SHORT PROBLEM »
Reproduce the records below in full, substituting "enclosing rectangle" for each occurrence of "bounding box" and leaving everything else unchanged.

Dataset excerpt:
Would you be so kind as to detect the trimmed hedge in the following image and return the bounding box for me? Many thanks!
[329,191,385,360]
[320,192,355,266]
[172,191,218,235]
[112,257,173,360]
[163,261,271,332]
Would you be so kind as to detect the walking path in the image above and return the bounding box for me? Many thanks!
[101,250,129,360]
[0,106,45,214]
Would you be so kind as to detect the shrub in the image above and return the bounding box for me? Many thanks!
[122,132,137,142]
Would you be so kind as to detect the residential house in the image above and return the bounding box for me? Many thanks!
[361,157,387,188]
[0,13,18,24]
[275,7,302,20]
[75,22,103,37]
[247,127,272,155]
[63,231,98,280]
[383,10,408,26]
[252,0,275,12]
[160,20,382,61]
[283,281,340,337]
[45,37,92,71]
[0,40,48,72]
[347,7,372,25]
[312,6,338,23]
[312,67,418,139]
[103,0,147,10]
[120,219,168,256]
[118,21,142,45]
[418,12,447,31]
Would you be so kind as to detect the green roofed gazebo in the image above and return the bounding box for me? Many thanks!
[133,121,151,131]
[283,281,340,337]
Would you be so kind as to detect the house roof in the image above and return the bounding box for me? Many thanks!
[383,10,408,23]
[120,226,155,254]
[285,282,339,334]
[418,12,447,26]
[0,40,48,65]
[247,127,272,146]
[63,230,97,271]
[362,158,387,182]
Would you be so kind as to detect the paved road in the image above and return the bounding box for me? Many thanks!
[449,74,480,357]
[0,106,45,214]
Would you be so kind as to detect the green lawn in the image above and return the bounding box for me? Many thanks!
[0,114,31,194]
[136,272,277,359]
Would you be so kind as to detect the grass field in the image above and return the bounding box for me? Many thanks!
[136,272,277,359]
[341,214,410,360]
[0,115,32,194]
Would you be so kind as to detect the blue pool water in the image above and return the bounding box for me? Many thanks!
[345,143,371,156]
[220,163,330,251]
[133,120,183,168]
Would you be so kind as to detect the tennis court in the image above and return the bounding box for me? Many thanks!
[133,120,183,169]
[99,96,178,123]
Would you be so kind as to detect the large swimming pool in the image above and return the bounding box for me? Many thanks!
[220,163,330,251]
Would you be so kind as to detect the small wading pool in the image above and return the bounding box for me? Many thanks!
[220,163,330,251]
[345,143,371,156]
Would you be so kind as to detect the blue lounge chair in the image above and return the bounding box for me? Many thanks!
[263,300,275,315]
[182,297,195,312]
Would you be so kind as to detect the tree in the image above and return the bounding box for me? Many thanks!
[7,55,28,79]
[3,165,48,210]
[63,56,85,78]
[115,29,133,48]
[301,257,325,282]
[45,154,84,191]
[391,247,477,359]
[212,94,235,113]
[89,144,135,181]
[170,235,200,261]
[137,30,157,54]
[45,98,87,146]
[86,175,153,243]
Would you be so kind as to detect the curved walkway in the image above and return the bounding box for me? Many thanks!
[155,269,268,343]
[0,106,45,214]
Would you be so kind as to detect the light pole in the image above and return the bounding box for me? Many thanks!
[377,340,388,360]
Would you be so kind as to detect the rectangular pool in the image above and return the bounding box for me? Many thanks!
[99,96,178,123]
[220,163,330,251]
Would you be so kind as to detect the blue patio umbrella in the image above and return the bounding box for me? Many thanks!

EXERCISE OUTPUT »
Would you be so kind as to detect the trimmed hedge in the following image and return the enclosing rectangle for me? Many thanks!
[329,191,385,360]
[320,192,355,266]
[172,191,218,235]
[112,257,173,360]
[163,261,271,332]
Would you be so kind as to detect the walking path in the image above and return the enclosing rectangle for me? Many thanks!
[101,250,129,360]
[0,106,45,214]
Would you be so kind as to detect the shrub in the image above and return the enclosing rectangle for me? Many thanks!
[122,132,137,142]
Would you be so kind as to detect the residential house in the image above and return the enclosing rectangle for me? Many thanks!
[361,157,387,188]
[0,13,18,24]
[275,7,302,20]
[75,22,103,37]
[247,127,272,155]
[63,231,98,280]
[383,10,408,26]
[252,0,275,12]
[160,20,382,61]
[283,281,340,337]
[45,37,92,71]
[0,40,48,72]
[347,7,372,25]
[312,6,338,23]
[312,67,418,139]
[103,0,147,10]
[120,219,168,256]
[118,21,142,45]
[418,12,447,31]
Would you be so kind as to detect the green roofed gazebo in the image above and return the enclosing rectangle for me? Many thanks!
[133,121,151,131]
[283,281,340,337]
Would you be so kind as to detect the house roof in the image above and return the enclosing rectangle for me? Many thanks!
[383,10,408,23]
[120,226,155,254]
[285,282,339,334]
[418,12,447,26]
[0,40,48,65]
[247,127,272,146]
[63,230,97,271]
[362,158,387,182]
Would you be so kind as to detect the paved road in the image above and return the enclosing rectangle for me? Many thanks!
[449,74,480,357]
[0,106,45,214]
Would you be so kind as to detect the green lawn in the image above and return the enclosing rectangle for me? Many thanks!
[0,114,31,194]
[136,272,277,359]
Would you be so kind as to detect the grass field in the image above and return the enclosing rectangle for me? Many thanks!
[136,272,277,359]
[341,214,410,360]
[0,115,32,194]
Would you be so kind as to detect the blue pool water in the image above and return the enclosing rectangle for me? Many thanks!
[345,143,371,156]
[220,163,330,251]
[133,120,183,168]
Would you be so kind as to detect the tennis court in the image above and return the enclosing rectangle for me? Many thanks!
[133,120,183,169]
[99,96,178,123]
Would you be so kind as to detect the large swimming pool in the image above and return the enclosing rectangle for me? Many thanks!
[220,163,330,251]
Would you be so kind as to detect the small wading pool in the image above and return the enclosing rectangle for me? Many thanks!
[220,163,330,251]
[345,143,371,156]
Would you be so kind as to detect the blue lounge chair in the image above and return the enclosing rectangle for me? Many thanks!
[263,300,275,315]
[182,297,195,312]
Would you be so kind as to detect the tree in the image above and return the enclosing rectangle for me? Many thanks!
[7,55,28,79]
[3,165,48,210]
[63,56,85,78]
[115,29,133,48]
[301,257,325,282]
[45,154,84,191]
[391,247,477,359]
[212,94,235,113]
[89,144,135,181]
[170,235,200,261]
[137,30,157,54]
[45,98,87,146]
[86,175,153,243]
Would you be so kind as to detect the curved walkway in the image above and return the enclosing rectangle for me? Many thanks!
[155,269,268,343]
[0,106,45,214]
Would you be so kind as to detect the light pole in the image above and return the enclosing rectangle for me? Many thanks!
[377,340,388,360]
Would you be so kind as to detect the rectangular pool in the image above and return the enclosing rectangle for me? Many thanks!
[99,96,178,123]
[220,163,330,251]
Would you be so kind as to detect the blue patio umbrella in the image above and return the enclosing rectangle for me? Many thanks!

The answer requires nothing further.